(Records provided)

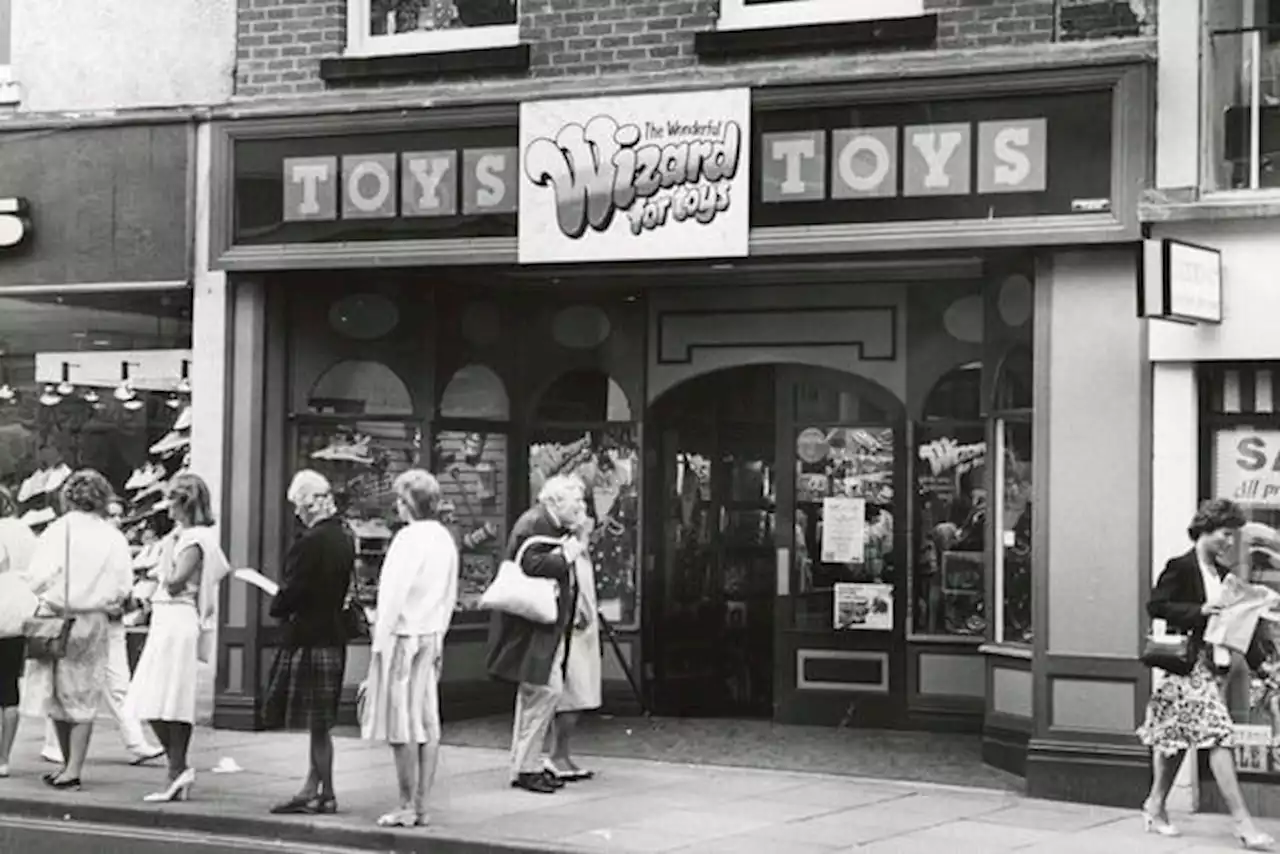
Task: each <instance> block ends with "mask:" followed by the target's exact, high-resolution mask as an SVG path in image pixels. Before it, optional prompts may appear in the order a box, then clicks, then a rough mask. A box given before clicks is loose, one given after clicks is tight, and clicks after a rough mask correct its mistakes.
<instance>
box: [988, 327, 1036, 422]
mask: <svg viewBox="0 0 1280 854" xmlns="http://www.w3.org/2000/svg"><path fill="white" fill-rule="evenodd" d="M1032 380H1033V378H1032V351H1030V347H1027V346H1023V344H1019V346H1016V347H1014V348H1011V350H1010V351H1009V352H1007V353H1005V357H1004V359H1002V360H1001V362H1000V369H998V370H997V373H996V410H998V411H1002V412H1007V411H1009V410H1029V408H1032Z"/></svg>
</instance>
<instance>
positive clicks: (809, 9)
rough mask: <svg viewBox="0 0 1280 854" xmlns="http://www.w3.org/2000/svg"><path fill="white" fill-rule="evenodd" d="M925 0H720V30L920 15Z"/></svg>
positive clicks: (773, 26)
mask: <svg viewBox="0 0 1280 854" xmlns="http://www.w3.org/2000/svg"><path fill="white" fill-rule="evenodd" d="M922 15H924V0H858V3H856V4H851V3H850V0H772V1H767V3H750V0H719V19H718V22H717V24H716V28H717V29H764V28H769V27H797V26H805V24H827V23H850V22H856V20H884V19H890V18H919V17H922Z"/></svg>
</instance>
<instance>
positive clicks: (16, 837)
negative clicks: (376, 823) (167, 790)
mask: <svg viewBox="0 0 1280 854" xmlns="http://www.w3.org/2000/svg"><path fill="white" fill-rule="evenodd" d="M175 846H182V848H180V850H182V853H183V854H369V853H367V851H364V853H358V851H356V850H353V849H346V848H325V846H323V845H312V844H306V845H303V844H297V842H275V841H271V840H255V839H239V837H229V836H210V835H207V834H180V832H170V831H157V830H142V828H137V827H115V826H106V825H90V823H84V822H47V821H31V819H26V818H8V817H6V818H0V854H168V853H169V851H173V850H175Z"/></svg>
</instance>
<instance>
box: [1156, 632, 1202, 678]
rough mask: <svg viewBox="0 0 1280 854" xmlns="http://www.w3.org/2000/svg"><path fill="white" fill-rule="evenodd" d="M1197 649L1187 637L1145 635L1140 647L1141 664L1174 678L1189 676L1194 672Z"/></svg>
mask: <svg viewBox="0 0 1280 854" xmlns="http://www.w3.org/2000/svg"><path fill="white" fill-rule="evenodd" d="M1198 652H1199V649H1198V647H1197V644H1196V643H1194V641H1193V639H1192V638H1190V636H1189V635H1157V634H1155V632H1152V634H1148V635H1147V643H1144V644H1143V647H1142V663H1143V665H1146V666H1147V667H1151V668H1153V670H1162V671H1165V672H1166V673H1172V675H1175V676H1189V675H1190V672H1192V671H1193V670H1196V656H1197V654H1198Z"/></svg>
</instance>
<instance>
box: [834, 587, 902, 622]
mask: <svg viewBox="0 0 1280 854" xmlns="http://www.w3.org/2000/svg"><path fill="white" fill-rule="evenodd" d="M835 594H836V595H835V600H836V606H835V608H836V612H835V618H833V625H835V627H836V630H837V631H845V630H850V629H860V630H865V631H893V585H892V584H847V583H838V584H836V585H835Z"/></svg>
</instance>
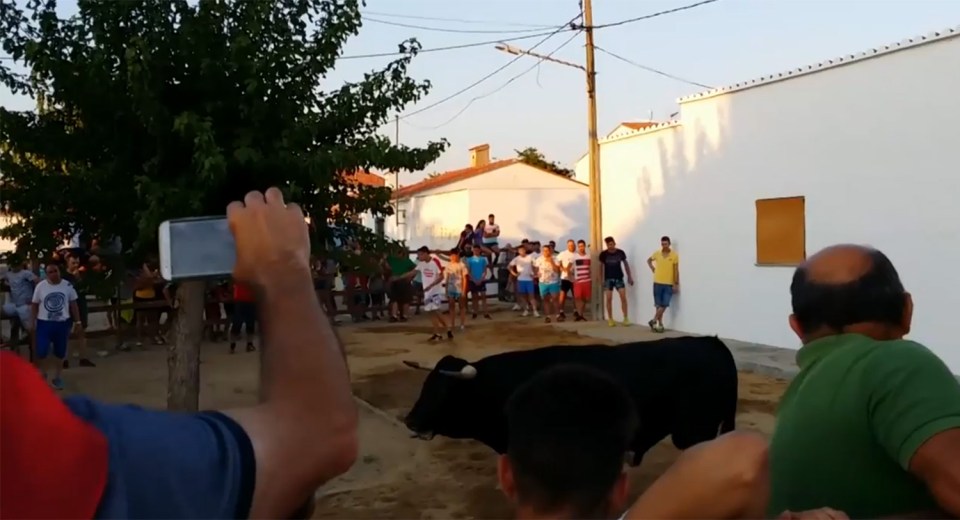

(End Records provided)

Copy out the data verbatim, excluding the pictures.

Task: each <instance> block ends with "mask:" followed by the target's exact, high-resolution mask as an SVG path in image pixels. Before it, optional prompts may appear in the order a box, then clicks, then a rough mask. A box given before clicks is loose, one given after clicks is tight, and clicks after a rough mask correct its mistakes.
<instance>
box: [988, 327, 1036, 422]
mask: <svg viewBox="0 0 1280 854" xmlns="http://www.w3.org/2000/svg"><path fill="white" fill-rule="evenodd" d="M1032 380H1033V378H1032V351H1030V347H1027V346H1023V344H1019V346H1016V347H1014V348H1011V350H1010V351H1009V352H1007V353H1005V357H1004V359H1002V360H1001V362H1000V369H998V370H997V373H996V410H998V411H1002V412H1007V411H1009V410H1029V408H1032Z"/></svg>
</instance>
<instance>
positive clicks: (809, 9)
rough mask: <svg viewBox="0 0 1280 854" xmlns="http://www.w3.org/2000/svg"><path fill="white" fill-rule="evenodd" d="M925 0H720V30L920 15Z"/></svg>
positive clicks: (773, 26)
mask: <svg viewBox="0 0 1280 854" xmlns="http://www.w3.org/2000/svg"><path fill="white" fill-rule="evenodd" d="M922 15H924V0H858V3H856V4H851V3H850V0H772V1H767V3H750V0H719V19H718V22H717V24H716V28H717V29H764V28H769V27H797V26H805V24H827V23H850V22H856V20H884V19H890V18H919V17H922Z"/></svg>
</instance>
<instance>
positive clicks: (16, 837)
negative clicks: (376, 823) (167, 790)
mask: <svg viewBox="0 0 1280 854" xmlns="http://www.w3.org/2000/svg"><path fill="white" fill-rule="evenodd" d="M175 846H182V848H180V850H182V853H183V854H369V853H367V851H364V853H358V851H356V850H353V849H346V848H325V846H323V845H312V844H306V845H303V844H297V842H275V841H271V840H255V839H239V837H229V836H210V835H207V834H180V832H170V831H157V830H142V828H137V827H115V826H106V825H90V823H84V822H47V821H31V819H26V818H8V817H6V818H0V854H168V853H169V851H173V850H175Z"/></svg>
</instance>
<instance>
box: [1156, 632, 1202, 678]
rough mask: <svg viewBox="0 0 1280 854" xmlns="http://www.w3.org/2000/svg"><path fill="white" fill-rule="evenodd" d="M1197 649L1187 637L1145 635L1140 647L1141 664L1174 678L1189 676L1194 672Z"/></svg>
mask: <svg viewBox="0 0 1280 854" xmlns="http://www.w3.org/2000/svg"><path fill="white" fill-rule="evenodd" d="M1198 652H1199V649H1198V647H1197V644H1196V643H1194V641H1193V639H1192V638H1190V636H1189V635H1157V634H1155V632H1152V634H1148V635H1147V643H1144V644H1143V647H1142V663H1143V665H1146V666H1147V667H1151V668H1153V670H1162V671H1165V672H1166V673H1172V675H1175V676H1189V675H1190V672H1192V671H1193V670H1196V656H1197V654H1198Z"/></svg>
</instance>
<instance>
box: [834, 587, 902, 622]
mask: <svg viewBox="0 0 1280 854" xmlns="http://www.w3.org/2000/svg"><path fill="white" fill-rule="evenodd" d="M835 594H836V595H835V600H836V606H835V608H836V612H835V618H833V625H835V627H836V630H837V631H845V630H850V629H860V630H865V631H893V585H892V584H847V583H838V584H836V585H835Z"/></svg>
</instance>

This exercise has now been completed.